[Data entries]
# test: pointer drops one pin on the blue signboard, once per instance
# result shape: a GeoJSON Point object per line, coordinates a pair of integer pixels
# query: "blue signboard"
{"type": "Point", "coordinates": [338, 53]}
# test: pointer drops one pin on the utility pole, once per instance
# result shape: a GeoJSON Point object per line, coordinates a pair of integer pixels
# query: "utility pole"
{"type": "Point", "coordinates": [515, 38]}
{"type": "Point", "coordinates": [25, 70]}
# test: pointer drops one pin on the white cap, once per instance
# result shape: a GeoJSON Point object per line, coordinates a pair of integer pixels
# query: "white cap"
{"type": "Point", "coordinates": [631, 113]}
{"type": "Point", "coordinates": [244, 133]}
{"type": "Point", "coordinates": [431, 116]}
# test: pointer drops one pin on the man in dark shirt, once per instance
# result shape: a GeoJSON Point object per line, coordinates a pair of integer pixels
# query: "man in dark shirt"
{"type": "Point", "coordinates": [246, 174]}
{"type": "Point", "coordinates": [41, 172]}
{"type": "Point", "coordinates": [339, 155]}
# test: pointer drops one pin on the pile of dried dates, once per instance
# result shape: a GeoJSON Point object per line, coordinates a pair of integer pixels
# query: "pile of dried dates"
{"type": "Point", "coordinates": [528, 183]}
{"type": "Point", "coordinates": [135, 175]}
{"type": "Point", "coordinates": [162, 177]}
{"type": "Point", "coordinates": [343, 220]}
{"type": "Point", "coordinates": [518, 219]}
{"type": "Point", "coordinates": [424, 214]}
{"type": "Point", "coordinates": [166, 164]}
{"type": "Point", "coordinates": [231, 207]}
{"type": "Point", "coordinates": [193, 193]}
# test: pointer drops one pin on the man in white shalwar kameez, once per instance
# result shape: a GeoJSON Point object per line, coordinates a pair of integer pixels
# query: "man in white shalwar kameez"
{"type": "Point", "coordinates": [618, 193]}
* * *
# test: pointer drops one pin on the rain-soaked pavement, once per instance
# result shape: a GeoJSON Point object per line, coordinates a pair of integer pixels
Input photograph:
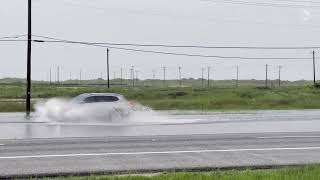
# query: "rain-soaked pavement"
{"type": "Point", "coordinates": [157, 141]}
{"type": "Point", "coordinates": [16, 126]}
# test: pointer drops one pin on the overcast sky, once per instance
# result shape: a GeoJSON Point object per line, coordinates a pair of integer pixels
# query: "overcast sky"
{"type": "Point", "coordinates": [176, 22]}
* * *
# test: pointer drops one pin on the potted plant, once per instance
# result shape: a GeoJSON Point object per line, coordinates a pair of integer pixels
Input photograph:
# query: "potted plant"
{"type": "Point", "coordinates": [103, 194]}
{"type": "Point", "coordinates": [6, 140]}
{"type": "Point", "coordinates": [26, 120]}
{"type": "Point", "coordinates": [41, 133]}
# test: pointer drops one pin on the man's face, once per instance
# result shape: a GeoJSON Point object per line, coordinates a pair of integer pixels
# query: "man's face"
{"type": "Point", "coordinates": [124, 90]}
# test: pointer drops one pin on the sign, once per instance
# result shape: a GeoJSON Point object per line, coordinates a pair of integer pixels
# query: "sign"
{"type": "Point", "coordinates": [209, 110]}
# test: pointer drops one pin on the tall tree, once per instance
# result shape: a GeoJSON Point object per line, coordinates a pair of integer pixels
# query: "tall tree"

▶ [Task statement]:
Among the records, find every line with the word "drops" and copy it.

▶ [Solution to the exercise]:
# test: pointer drops one pin on the blue signboard, once per instance
# test: pointer drops one pin on the utility pole, once per instance
# test: pointer drops one pin on the white cap, once per instance
# test: pointer drops one pin on the man in dark shirt, once per instance
# test: pointer drops one pin on the pile of dried dates, once per instance
# test: pointer drops one pin on the man in white shalwar kameez, once per instance
# test: pointer drops one pin on the rain-soaked pavement, once per instance
# test: pointer drops one pin on the overcast sky, once per instance
# test: pointer drops one pin on the potted plant, once per instance
# test: pointer drops one pin on the man's face, once per instance
# test: pointer drops one pin on the sign, once per instance
# test: pointer drops one pin on the tall tree, once per instance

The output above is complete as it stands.